▶ **TASK BRIEF**
Each line below from the one containing "Target: wooden picture frame" through the one containing "[indicate] one point per instance, sample <point>59,194</point>." should be output exactly as it stands, and no other line should appear.

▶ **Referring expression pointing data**
--- --- ---

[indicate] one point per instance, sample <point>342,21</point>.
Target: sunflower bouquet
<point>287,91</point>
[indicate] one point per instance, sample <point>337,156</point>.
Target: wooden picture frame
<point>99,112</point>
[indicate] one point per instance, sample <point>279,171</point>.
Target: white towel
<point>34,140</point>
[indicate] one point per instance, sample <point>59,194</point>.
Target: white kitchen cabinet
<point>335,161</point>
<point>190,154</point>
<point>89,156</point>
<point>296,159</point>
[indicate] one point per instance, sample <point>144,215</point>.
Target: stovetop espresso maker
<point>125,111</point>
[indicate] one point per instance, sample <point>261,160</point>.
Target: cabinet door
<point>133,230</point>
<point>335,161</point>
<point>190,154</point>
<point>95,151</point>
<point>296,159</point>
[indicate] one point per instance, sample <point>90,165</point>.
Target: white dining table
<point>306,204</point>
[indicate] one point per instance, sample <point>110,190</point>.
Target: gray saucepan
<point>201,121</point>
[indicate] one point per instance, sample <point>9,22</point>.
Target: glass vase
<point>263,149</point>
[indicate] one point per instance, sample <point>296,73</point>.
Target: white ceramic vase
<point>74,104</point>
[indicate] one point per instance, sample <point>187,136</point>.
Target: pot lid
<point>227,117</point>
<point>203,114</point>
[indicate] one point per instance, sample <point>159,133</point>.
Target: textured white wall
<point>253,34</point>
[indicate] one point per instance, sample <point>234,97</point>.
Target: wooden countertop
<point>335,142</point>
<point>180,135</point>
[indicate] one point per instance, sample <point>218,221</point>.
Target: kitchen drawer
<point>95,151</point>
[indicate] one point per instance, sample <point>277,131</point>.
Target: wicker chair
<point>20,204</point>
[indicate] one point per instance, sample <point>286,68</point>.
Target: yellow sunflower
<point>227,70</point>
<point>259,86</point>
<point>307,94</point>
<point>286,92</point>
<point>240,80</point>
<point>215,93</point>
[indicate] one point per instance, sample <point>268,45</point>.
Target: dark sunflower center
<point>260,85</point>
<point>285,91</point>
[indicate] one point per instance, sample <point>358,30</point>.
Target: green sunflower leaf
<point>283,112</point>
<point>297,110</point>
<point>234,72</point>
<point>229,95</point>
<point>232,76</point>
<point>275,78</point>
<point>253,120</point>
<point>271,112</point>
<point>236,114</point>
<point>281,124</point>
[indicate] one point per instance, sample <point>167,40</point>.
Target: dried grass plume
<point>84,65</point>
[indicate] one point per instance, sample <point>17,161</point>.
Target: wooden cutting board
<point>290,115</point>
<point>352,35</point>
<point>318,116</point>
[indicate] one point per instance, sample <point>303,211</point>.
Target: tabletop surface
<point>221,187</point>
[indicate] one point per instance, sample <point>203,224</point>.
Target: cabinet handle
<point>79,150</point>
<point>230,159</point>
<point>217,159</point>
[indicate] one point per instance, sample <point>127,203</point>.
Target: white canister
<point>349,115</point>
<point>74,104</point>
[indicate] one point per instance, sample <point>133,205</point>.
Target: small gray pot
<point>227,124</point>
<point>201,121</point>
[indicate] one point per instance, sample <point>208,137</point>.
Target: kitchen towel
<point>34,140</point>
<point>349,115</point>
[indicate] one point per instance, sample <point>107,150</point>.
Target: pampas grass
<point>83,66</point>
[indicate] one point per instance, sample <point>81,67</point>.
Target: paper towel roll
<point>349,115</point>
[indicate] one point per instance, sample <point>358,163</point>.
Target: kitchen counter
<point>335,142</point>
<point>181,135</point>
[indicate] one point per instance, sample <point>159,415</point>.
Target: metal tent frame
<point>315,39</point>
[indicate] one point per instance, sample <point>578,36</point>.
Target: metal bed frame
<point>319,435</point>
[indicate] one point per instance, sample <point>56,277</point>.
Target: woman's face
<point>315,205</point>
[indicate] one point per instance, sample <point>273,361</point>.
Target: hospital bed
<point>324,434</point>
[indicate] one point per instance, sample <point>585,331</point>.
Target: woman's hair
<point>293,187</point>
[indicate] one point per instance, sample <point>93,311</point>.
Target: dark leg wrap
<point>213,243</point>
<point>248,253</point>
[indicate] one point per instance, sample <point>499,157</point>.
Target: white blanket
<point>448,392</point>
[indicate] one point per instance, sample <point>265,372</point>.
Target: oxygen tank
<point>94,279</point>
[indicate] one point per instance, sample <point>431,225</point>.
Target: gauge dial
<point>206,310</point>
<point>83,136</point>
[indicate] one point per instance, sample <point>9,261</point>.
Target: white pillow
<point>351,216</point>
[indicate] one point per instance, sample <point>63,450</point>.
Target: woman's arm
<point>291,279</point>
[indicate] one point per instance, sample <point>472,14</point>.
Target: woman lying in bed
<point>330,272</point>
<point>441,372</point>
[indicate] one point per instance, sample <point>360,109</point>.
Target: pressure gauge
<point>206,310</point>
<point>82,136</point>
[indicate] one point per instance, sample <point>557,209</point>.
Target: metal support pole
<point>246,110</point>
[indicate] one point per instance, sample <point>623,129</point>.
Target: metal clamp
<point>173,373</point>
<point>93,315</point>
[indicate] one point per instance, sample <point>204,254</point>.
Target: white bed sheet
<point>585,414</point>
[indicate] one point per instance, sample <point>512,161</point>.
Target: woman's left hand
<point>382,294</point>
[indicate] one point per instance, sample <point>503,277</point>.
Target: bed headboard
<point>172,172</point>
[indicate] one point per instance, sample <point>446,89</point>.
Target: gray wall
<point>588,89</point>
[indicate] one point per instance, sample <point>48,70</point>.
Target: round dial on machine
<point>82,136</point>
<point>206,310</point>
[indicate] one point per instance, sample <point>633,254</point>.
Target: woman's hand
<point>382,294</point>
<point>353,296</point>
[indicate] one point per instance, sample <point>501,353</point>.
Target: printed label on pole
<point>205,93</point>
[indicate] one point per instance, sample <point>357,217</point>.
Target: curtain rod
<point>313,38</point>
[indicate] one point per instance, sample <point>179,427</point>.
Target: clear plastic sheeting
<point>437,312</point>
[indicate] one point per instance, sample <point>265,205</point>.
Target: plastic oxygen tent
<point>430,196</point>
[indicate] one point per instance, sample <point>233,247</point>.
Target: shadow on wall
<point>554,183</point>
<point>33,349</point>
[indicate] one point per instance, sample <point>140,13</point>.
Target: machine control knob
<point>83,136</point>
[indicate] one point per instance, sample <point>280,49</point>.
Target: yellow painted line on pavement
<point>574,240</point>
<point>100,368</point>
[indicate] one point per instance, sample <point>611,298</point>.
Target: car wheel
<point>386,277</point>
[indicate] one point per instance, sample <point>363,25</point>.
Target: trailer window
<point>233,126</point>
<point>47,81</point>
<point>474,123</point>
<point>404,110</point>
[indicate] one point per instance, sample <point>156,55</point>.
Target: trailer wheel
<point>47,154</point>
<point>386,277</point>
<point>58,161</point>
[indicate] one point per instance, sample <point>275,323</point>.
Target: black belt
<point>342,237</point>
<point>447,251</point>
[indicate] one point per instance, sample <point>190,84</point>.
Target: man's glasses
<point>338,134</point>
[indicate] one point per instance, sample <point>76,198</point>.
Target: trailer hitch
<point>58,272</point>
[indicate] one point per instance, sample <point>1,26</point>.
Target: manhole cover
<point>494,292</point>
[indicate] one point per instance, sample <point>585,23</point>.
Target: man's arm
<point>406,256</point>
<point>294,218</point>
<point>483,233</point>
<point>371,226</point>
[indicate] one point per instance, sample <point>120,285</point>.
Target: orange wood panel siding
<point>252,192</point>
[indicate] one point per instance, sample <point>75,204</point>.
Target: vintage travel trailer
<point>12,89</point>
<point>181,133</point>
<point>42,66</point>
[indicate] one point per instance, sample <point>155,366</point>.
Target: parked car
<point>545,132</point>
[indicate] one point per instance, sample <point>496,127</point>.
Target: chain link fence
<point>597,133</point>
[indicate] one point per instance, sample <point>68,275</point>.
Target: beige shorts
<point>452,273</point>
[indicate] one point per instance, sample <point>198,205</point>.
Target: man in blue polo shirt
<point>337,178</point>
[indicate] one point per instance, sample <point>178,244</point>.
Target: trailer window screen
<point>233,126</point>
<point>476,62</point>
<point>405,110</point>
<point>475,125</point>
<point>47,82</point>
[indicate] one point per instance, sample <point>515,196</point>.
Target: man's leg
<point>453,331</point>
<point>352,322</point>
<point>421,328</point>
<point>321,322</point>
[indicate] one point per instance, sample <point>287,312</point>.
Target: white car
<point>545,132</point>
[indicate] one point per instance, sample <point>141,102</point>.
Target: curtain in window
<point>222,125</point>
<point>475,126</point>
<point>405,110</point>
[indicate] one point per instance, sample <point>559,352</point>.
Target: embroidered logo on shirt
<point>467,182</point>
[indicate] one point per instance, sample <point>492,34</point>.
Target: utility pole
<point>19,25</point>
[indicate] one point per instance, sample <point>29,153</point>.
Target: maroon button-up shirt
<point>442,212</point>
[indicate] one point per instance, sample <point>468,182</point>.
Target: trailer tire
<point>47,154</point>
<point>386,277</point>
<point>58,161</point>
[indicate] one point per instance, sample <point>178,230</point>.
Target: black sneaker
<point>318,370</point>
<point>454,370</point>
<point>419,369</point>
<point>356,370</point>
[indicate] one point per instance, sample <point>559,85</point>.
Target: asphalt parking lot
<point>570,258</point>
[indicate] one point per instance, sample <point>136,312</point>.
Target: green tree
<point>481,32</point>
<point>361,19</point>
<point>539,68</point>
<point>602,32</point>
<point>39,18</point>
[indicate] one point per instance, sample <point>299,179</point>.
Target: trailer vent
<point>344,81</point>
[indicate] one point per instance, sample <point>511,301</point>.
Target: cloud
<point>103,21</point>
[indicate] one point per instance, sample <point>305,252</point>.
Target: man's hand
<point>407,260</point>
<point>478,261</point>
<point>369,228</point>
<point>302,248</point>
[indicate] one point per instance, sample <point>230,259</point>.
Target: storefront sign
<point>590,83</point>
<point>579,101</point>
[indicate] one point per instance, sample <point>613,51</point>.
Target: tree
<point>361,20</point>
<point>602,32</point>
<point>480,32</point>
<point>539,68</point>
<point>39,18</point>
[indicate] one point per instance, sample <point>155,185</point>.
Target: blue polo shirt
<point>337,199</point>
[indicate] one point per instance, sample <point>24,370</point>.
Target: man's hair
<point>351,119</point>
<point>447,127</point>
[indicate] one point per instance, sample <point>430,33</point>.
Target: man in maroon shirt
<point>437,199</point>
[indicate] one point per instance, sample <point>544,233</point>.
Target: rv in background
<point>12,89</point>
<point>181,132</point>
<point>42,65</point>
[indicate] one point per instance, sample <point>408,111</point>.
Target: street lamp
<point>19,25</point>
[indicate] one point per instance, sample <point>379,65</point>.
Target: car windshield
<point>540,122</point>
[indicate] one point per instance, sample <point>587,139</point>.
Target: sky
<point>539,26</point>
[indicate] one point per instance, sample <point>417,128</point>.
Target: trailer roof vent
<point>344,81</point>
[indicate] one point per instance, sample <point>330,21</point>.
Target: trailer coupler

--- --- ---

▶ **WRITTEN SOLUTION**
Target: wooden picture frame
<point>99,112</point>
[indicate] one point per instance, sample <point>279,171</point>.
Target: white towel
<point>34,140</point>
[indicate] one point per instance, sample <point>59,194</point>.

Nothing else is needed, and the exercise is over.